Selected passage =
- - -

Pitch Detection
===============
Two methods for estimating the fundamental frequency (F0) of a signal.
Autocorrelation method
----------------------
Searches for the strongest peak in the normalised autocorrelation:
.. math::
f_0 = \frac{f_s}{\tau_\text{peak}}
More robust for noisy or strongly harmonic signals.
.. code-block:: python
import pyminidsp as md
signal = md.sine_wave(4096, freq=200.0, sample_rate=16000.0)
f0 = md.f0_autocorrelation(signal, sample_rate=16000.0,
min_freq_hz=80.0, max_freq_hz=400.0)
print(f"Estimated F0: {f0:.1f} Hz") # ≈ 200.0
.. raw:: html
FFT peak-picking method
-----------------------
Applies a Hann window, computes the magnitude spectrum, and identifies
the dominant peak in the requested frequency range:
.. math::
f_0 = \frac{k_\text{peak} \cdot f_s}{N}
Simple and fast, but can lock onto harmonics (2f0, 3f0) when the
fundamental is weak.

- - -

Given material =
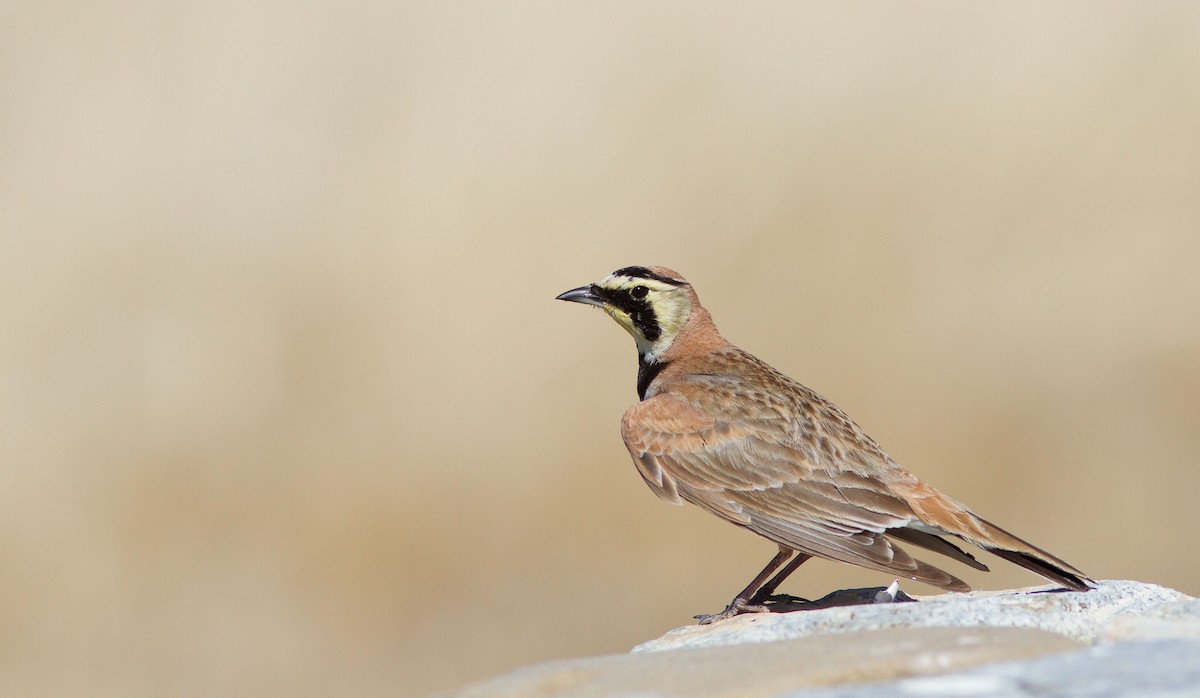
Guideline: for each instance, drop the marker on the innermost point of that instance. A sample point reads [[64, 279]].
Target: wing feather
[[760, 473]]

- - -

Actions to take =
**A.** According to the pitch detection page, what kind of window does the FFT peak-picking method apply?
**B.** Write out the part of the pitch detection page between "Pitch Detection" and "md.sine_wave(4096, freq=200.0, sample_rate=16000.0)", inclusive.
**C.** Write what comes next in the pitch detection page, picking up after its final sentence.
The material here was taken from an unrelated source.

Task results =
**A.** A Hann window.

**B.**
Pitch Detection
===============
Two methods for estimating the fundamental frequency (F0) of a signal.
Autocorrelation method
----------------------
Searches for the strongest peak in the normalised autocorrelation:
.. math::
f_0 = \frac{f_s}{\tau_\text{peak}}
More robust for noisy or strongly harmonic signals.
.. code-block:: python
import pyminidsp as md
signal = md.sine_wave(4096, freq=200.0, sample_rate=16000.0)

**C.**
.. code-block:: python
f0 = md.f0_fft(signal, sample_rate=16000.0,
min_freq_hz=80.0, max_freq_hz=400.0)
print(f"Estimated F0: {f0:.1f} Hz") # ≈ 200.0
.. raw:: html
Practical notes
---------------
- **Search range** is critical for both methods. Use prior knowledge of
the expected pitch range (e.g. 80–400 Hz for speech).
- A return value of **0.0** means no reliable F0 was found — typically
silence, unvoiced speech, or noisy frames.
- Longer frames improve resolution but reduce time accuracy.
.. code-block:: python
md.shutdown()